§ **EXERCISE GOAL**: Please rewrite the entries below as a numbered list with one line per item, skipping any blank lines. Leave the pictures out of your answer.

§ **RECORDS TO USE**:
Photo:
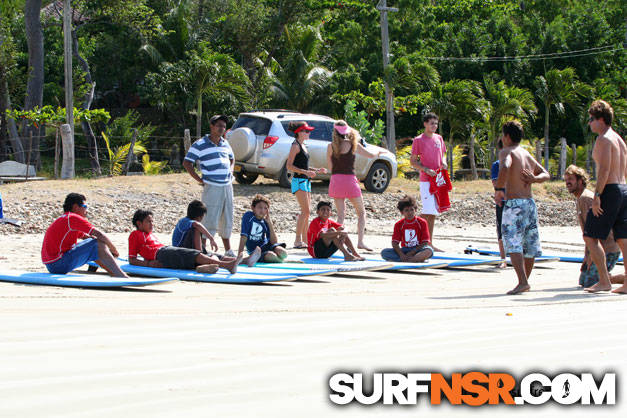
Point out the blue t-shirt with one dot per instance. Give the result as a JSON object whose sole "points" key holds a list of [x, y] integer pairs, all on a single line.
{"points": [[495, 170], [256, 230], [181, 228]]}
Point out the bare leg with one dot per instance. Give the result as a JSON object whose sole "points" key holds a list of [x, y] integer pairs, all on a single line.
{"points": [[358, 204], [622, 243], [519, 266], [502, 254], [302, 223], [598, 258], [107, 261], [340, 206]]}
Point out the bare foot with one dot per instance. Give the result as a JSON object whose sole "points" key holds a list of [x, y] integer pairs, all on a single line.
{"points": [[519, 289], [598, 288], [207, 268], [622, 290], [254, 257]]}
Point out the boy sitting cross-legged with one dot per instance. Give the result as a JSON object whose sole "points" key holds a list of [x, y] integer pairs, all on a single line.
{"points": [[143, 242], [325, 236], [410, 240], [258, 236]]}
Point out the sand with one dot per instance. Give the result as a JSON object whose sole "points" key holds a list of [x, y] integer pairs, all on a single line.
{"points": [[198, 350]]}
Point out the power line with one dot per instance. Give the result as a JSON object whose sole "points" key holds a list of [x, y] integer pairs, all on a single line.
{"points": [[554, 55]]}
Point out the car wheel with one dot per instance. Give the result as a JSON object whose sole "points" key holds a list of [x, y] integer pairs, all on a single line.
{"points": [[285, 178], [243, 177], [378, 178]]}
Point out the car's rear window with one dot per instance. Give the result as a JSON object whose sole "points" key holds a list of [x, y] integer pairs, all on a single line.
{"points": [[259, 126], [323, 131]]}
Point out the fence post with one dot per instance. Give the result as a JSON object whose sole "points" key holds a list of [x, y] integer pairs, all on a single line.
{"points": [[67, 138], [129, 156]]}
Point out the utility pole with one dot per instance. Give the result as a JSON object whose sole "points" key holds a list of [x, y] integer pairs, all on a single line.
{"points": [[389, 97], [67, 59]]}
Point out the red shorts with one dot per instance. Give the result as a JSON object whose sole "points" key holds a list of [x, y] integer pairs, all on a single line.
{"points": [[344, 186]]}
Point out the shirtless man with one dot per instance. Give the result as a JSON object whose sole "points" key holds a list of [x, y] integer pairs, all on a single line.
{"points": [[609, 208], [518, 169]]}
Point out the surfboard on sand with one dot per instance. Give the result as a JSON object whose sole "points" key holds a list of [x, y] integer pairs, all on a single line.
{"points": [[485, 251], [222, 276], [78, 280]]}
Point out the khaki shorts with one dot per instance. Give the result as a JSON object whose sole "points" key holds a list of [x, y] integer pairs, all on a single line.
{"points": [[219, 216]]}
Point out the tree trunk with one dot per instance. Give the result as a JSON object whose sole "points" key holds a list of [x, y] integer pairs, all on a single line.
{"points": [[546, 137], [563, 151], [35, 84], [14, 139], [471, 156], [92, 145]]}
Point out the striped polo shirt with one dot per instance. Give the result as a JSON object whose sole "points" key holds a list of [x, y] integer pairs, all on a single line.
{"points": [[215, 160]]}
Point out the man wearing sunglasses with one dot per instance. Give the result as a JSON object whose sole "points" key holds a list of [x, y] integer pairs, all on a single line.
{"points": [[60, 251], [609, 208]]}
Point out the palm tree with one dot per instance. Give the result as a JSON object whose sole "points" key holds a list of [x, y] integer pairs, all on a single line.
{"points": [[505, 102], [300, 80], [556, 89], [215, 75]]}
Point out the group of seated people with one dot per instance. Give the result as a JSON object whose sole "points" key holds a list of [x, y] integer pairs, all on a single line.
{"points": [[62, 252]]}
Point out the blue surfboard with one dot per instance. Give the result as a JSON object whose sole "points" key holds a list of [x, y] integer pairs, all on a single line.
{"points": [[191, 275], [485, 251], [78, 280]]}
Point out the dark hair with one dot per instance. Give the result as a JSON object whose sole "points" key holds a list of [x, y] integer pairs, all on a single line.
{"points": [[427, 117], [140, 215], [513, 128], [600, 109], [259, 198], [406, 202], [196, 209], [71, 199], [322, 204]]}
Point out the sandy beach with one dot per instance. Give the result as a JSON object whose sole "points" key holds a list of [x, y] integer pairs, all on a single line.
{"points": [[198, 349]]}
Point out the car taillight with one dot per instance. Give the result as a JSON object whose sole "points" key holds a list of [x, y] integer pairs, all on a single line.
{"points": [[269, 141]]}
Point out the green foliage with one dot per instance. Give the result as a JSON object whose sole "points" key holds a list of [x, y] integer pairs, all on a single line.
{"points": [[152, 167], [372, 133], [117, 156]]}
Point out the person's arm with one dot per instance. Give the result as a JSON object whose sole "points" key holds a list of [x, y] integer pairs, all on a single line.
{"points": [[290, 163], [189, 167], [200, 228], [100, 236]]}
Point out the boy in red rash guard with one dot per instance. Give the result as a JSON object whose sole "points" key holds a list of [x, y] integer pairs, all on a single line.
{"points": [[325, 236], [410, 240], [60, 252]]}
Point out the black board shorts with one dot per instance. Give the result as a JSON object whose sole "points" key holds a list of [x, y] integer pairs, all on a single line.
{"points": [[614, 216], [324, 251], [177, 257]]}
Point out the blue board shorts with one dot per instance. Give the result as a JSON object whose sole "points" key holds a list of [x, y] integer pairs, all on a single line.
{"points": [[80, 254], [301, 184], [590, 276], [519, 228]]}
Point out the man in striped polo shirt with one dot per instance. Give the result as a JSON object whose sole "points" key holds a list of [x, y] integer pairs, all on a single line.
{"points": [[216, 166]]}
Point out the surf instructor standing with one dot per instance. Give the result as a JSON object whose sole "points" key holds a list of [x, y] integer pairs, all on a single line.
{"points": [[216, 165]]}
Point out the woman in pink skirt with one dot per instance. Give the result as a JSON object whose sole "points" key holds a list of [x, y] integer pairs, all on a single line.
{"points": [[344, 184]]}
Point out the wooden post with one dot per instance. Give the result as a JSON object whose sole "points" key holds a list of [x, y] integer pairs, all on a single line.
{"points": [[129, 156], [56, 154], [564, 146], [67, 168]]}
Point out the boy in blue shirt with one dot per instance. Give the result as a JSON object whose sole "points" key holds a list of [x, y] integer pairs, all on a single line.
{"points": [[258, 236]]}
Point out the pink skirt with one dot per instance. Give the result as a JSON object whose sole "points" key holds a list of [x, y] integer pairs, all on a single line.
{"points": [[344, 186]]}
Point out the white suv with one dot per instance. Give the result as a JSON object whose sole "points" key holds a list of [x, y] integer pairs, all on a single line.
{"points": [[261, 142]]}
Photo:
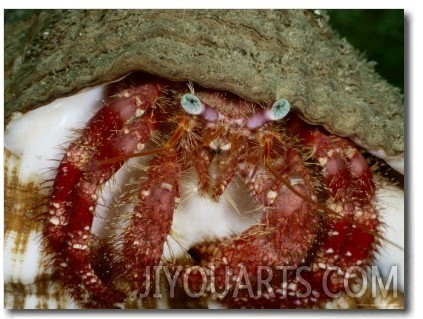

§ **RESULT**:
1. Photo:
2. Point out the blue t-shirt with one dot per instance. Give the result as a JSON object whose sole "points" key holds a list of [x, y] integer pairs, all on a single line.
3. {"points": [[495, 170], [256, 230], [181, 228]]}
4. Point out the bare leg with one dot per instance. Give the result as a JSON object whose sole "points" key holds a list of [x, y] integer pairs, all on a single line.
5. {"points": [[358, 204], [622, 243], [519, 266], [502, 254], [302, 223], [598, 258], [107, 261], [340, 206]]}
6. Point out the bare foot with one dot per instance. Give the result as a JSON object whose sole "points" key holds a list of [x, y] integer pairs, all on a single line.
7. {"points": [[519, 289], [598, 288], [207, 268], [622, 290], [254, 257]]}
8. Point out the boy sitting cross-legged with one dot per instance. Give the result as a JSON object whose sole "points" key holds a list of [x, y] integer pairs, all on a single line.
9. {"points": [[143, 242], [325, 236], [410, 240], [258, 236]]}
10. Point out the sand with one dot per instance. Give the result as a JSON object whose sole "points" key holds a list of [x, y] integer pairs, all on a single line.
11. {"points": [[198, 350]]}
12. Point out the power line with one dot per instance. Give the result as a JSON object whose sole "points" key holds a list of [x, y] integer pairs, all on a single line.
13. {"points": [[554, 55]]}
14. Point out the car wheel with one dot per instance. Give the result as a JSON object whose sole "points" key holds a list of [x, y] integer pairs, all on a single line.
15. {"points": [[285, 178], [243, 177], [378, 178]]}
16. Point out the car's rear window with one dot per instance. Give the result as a JSON object whose sole "points" key holds a list of [x, y] integer pairs, all on a single line.
17. {"points": [[259, 126], [323, 131]]}
18. Point out the fence post with one dot per instance. Give the result as a JSON object whose sole "points" key holds a list of [x, y] integer pairs, all on a single line.
19. {"points": [[67, 138], [129, 156]]}
20. Point out the utility pole with one dot per instance. Give the result as a JSON object whose sole "points" key holds a list of [x, y] integer pairs, all on a single line.
21. {"points": [[389, 97], [67, 59]]}
22. Point out the red shorts with one dot per instance. Give the result as a JSON object whose sole "points" key holds a list of [x, y] integer pairs, all on a single line.
23. {"points": [[344, 186]]}
24. Point out the shirtless man with one dot per instance. Give the result as a JSON object whose sole "points" key holds a list of [x, y] integer pairs, all on a single line.
25. {"points": [[609, 208], [518, 169]]}
26. Point out the surfboard on sand with one dot per instance. Give the result as a JSON object whose sole "points" key holds a list of [x, y] integer pairs, all on a single line.
27. {"points": [[485, 251], [222, 276], [78, 280]]}
28. Point out the khaki shorts with one dot per instance. Give the result as a JSON object whose sole "points" key holds a list of [x, y] integer pairs, all on a single line.
29. {"points": [[219, 216]]}
30. Point out the tree trunk with one dot per instance. Give the result as a JSON object whose sole "points" key holds a list of [x, y] integer pairs, all on a single line.
31. {"points": [[546, 137], [563, 151], [35, 84], [14, 139], [471, 156], [92, 145]]}
32. Point out the striped polo shirt with one dot per instance. Give the result as a JSON object whose sole "points" key holds a list of [x, y] integer pairs, all on a single line.
33. {"points": [[215, 160]]}
34. Point out the man wearing sunglasses with one dot per instance. Give the result as a JSON object whose sole "points" key holds a list of [x, y] integer pairs, all on a single line.
35. {"points": [[60, 251], [609, 208]]}
36. Point out the palm tree with one dot per instance. Give the result as a JSON object whose sole "points" key holds a list of [x, y] integer pairs, all on a single line.
37. {"points": [[505, 102], [300, 80], [556, 89], [215, 75]]}
38. Point out the group of seated people with one dot per instance. Give the result as a JSON object whose sole "points" key holds a list of [x, y] integer pairs, all on a single line.
39. {"points": [[62, 252]]}
40. Point out the blue surfboard with one dot per instance. Give the result as a JSON object whose sole "points" key holds a list of [x, y] integer pairs, all on a single line.
41. {"points": [[191, 275], [485, 251], [78, 280]]}
42. Point out the dark hair with one dot per instance. Give the result as a JSON object whose sole "points" key holds a list of [x, y] integer pairs, all on a single line.
43. {"points": [[427, 117], [140, 215], [513, 128], [600, 109], [259, 198], [406, 202], [196, 209], [71, 199], [322, 204]]}
44. Point out the sandy beach with one dot per instance. Give the result as a JSON object whose sole "points" key holds a list of [x, y] integer pairs, all on a single line.
45. {"points": [[198, 349]]}
46. Point out the car taillight with one dot per instance. Give the result as a JSON object whose sole "points" key holds a list of [x, y] integer pairs, all on a single line.
47. {"points": [[269, 141]]}
48. Point out the green foliage with one dot per instance. Give the result as a JSON object whose sole "points" key holds a list of [x, y] integer pairs, all on a single line.
49. {"points": [[152, 167], [372, 133], [117, 156]]}
50. Point out the person's arm with one dot per instance. Give the result as a JSON object whose sole "points" key holds a list of [x, y] integer pairs, all on a single line.
51. {"points": [[290, 163], [189, 167], [200, 228], [100, 236]]}
52. Point out the boy in red rash guard with one dot per instance. Give the result as a JSON object whose sole "points" key holds a list of [x, y] integer pairs, all on a single line.
53. {"points": [[325, 236], [410, 240], [60, 252]]}
54. Point out the black board shorts with one dot per instance. Give the result as a JSON object whose sole "points" key holds a list of [x, y] integer pairs, all on a single line.
55. {"points": [[614, 216], [324, 251], [177, 257]]}
56. Point out the blue board shorts with one dot per instance. Give the result as a JSON object whose sole "points" key holds a list of [x, y] integer pairs, all on a single line.
57. {"points": [[80, 254], [301, 184], [590, 276], [519, 228]]}
58. Point out the man in striped polo shirt with one dot per instance. Give the result as a JSON object whose sole "points" key holds a list of [x, y] integer pairs, all on a single line.
59. {"points": [[216, 166]]}
60. Point out the surf instructor standing with one dot per instance. Give the result as a JSON object whose sole "points" key holds a list of [x, y] integer pairs, all on a single line.
61. {"points": [[216, 165]]}
62. Point out the woman in pink skirt with one dot per instance. Give the result as a JSON object whose sole "points" key holds a list of [x, y] integer pairs, all on a single line.
63. {"points": [[344, 184]]}
64. Point out the wooden post with one dot per instance. Give the result as a JSON object whose sole "points" key holds a list of [x, y] integer pairs, all on a single line.
65. {"points": [[129, 156], [56, 154], [564, 146], [67, 168]]}
66. Point out the boy in blue shirt with one dot per instance. Give the result as a JSON object whose sole "points" key holds a list of [x, y] integer pairs, all on a single line.
67. {"points": [[258, 236]]}
68. Point out the pink skirt with one dot per instance. Give the result as a JSON object whose sole "points" key holds a list of [x, y] integer pairs, all on a single line.
69. {"points": [[344, 186]]}
70. Point out the white suv with one dot per instance. Give the result as a JSON object whose sole "points" key holds a list of [x, y] integer pairs, all on a single line.
71. {"points": [[261, 142]]}
72. Photo:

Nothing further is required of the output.